Graph Databases: Living on the Edge
Welcome to the first entry of Charlotte’s Tangled Web where we (“Project Charlotte” team at High Alpha) plan to regularly discuss our challenges, architectural decisions, innovations, and big wins as we have them.
For anyone familiar with the concept of a graph database, the punny title likely brought on an unamused sigh. For those who are maybe not as familiar with graph terms, the word “edge” was the pun in this case. The title has more meaning behind it than this specific post, though, as we believe we are on the leading edge of a major shift in graph database usage. This will become more evident as I dive in to some of the technical challenges and decisions of Project Charlotte in terms of our use of a graph approach to mapping data.
So, What Is a Graph Database?
That question has a long-winded answer, but in short: A graph database is essentially a datastore that uses graph structures utilizing nodes, edges, and properties to retrieve and store data. The key concept to understand about graph databases is that they use edges. To fully understand the basic structure of a graph database, one must understand two required components: nodes and edges. The Node is a basic entity within a graph (person, place, thing, etc). The nodes carry useful information about the entity in which they are representing—similar to a row in a relational database or a document in a document store database. Think of a node as a circular container with data in it. The Edge is essentially a line that connects one node to another.
These edges are what make graph databases special. This type of data abstraction is not realized (easily or at all) in other types of data stores. Analyzing and traversing edges, one can start to see patterns in data, understand relationships between different types of data, and reduce a massive set of data to a manageable subset based on the entry point into the graph. Let’s start with a basic example and build upon that. Let’s say we have six people (Person 1–6), and they all work together, but some are co-workers, some are friends outside of work, and some report to others. How might we represent this?
With the nodes and edges realized, one can start to make some insights on the data. For example, every person within this group is a subordinate to Person 6 in one way or another. To deduce this, one can enter the graph at a subordinate level (ex: Person 4) and recursively look for reports_to which would lead to the following traversal: (P4) >> (P1) >>(P6). In a similar way, one could query for who reports immediately or anywhere within the chain by starting at Person 6 and and looking at the reverse edge of reports_to recursively to get a list of all subordinates. Those are basic traversals, but they start to paint the picture of what may be possible with a graph database.
Edges are not only a means of pointing from node to node, but they can also carry data that is relevant to that relationship. For example, on the reports_to edges, we could store a meeting frequency to score how often these individuals are engaged to see how strong their work relationship is. This way, we could find out what the “shortest path” based on that type of score would be from point to point. Even beyond that, edges can also be used for filtering between intermediate nodes.
+===+
PROBLEMS TO WORK ON.
1: According to the graph database post, what is a node similar to in other kinds of databases?
2: Turn the paragraph of the graph database post that begins "Edges are not only a means" into a short bulleted list that keeps its main facts.
3: Write the next few paragraphs of the graph database post, picking up after its final sentence.
+===+
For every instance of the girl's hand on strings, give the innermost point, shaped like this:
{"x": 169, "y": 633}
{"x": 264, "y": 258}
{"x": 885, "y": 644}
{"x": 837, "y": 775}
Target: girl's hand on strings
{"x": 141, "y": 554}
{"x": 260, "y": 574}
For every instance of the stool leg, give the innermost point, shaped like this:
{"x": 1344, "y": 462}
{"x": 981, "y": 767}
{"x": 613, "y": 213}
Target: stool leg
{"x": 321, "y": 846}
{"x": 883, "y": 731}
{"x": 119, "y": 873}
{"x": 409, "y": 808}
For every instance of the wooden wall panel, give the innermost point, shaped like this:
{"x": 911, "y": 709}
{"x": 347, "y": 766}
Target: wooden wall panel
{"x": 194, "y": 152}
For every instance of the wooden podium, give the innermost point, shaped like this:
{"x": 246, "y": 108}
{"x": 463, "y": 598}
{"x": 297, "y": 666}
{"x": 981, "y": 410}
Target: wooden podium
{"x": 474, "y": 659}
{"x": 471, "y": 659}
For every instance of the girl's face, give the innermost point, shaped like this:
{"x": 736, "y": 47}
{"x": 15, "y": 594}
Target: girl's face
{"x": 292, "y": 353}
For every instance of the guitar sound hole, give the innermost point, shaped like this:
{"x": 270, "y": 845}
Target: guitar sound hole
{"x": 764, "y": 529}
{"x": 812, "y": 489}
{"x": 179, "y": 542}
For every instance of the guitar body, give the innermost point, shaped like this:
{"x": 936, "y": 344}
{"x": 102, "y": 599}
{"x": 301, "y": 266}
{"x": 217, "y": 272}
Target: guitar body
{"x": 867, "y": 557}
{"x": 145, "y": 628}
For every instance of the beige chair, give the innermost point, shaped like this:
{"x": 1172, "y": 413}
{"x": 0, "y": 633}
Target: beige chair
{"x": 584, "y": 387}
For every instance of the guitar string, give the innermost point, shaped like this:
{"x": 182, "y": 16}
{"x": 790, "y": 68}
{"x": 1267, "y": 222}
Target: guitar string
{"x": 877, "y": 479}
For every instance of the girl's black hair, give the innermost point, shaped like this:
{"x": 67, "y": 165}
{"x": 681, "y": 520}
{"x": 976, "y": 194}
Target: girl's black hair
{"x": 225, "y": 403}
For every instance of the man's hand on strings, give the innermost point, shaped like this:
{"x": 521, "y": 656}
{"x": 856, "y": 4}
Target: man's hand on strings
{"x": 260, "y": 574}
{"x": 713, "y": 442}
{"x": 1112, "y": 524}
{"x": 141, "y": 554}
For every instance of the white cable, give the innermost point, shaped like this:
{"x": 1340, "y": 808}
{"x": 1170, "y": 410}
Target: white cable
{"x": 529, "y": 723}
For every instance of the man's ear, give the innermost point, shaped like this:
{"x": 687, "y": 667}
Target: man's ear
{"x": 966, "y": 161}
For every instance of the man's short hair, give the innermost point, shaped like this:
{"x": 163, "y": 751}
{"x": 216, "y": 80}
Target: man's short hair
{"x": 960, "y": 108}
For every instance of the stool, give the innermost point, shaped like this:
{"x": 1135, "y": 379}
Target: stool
+===+
RESPONSES BY TASK.
1: A node is similar to a row in a relational database or a document in a document store database.

2:
- Edges point from node to node, and they can also carry data relevant to that relationship.
- For example, a reports_to edge could store a meeting frequency that scores how often the individuals are engaged, showing how strong their work relationship is.
- That score would make it possible to find the "shortest path" from point to point.
- Edges can also be used for filtering between intermediate nodes.

3:
Why Should You Be Using a Graph Database?
In today’s world, there is a vast amount of data. The data itself is valuable to an extent, but the real value comes from understanding the data and its relationship with other data. What hot buzz word does this sound like? Machine Learning! In nearly every way one thinks about data science and machine learning, a graph can assist. We lay no claim to be professional “data scientists” on the Charlotte Team, but we do analyze data, find relations, and make assumptions leveraging the data we have to help understand future data to help the user. That’s what data science is all about: making insights on data.
Those insights (edges) between the data (nodes) naturally lend themselves to a graph structure. There are three very important things about most graph databases that help with machine learning and data science in general:
- The relationship (non-flat/layered) structure of a graph do traverse insights.
- The dynamic data structure. Data changes, so the schema (or lack thereof) defining storage of the data, should be flexible as we scale systems that the insane rate we do today.
- The structure of a graph is naturally recursive. In order to have a deep understanding of data and its relationships, we need to understand the depth of the data.
What Are Some Other Use Cases?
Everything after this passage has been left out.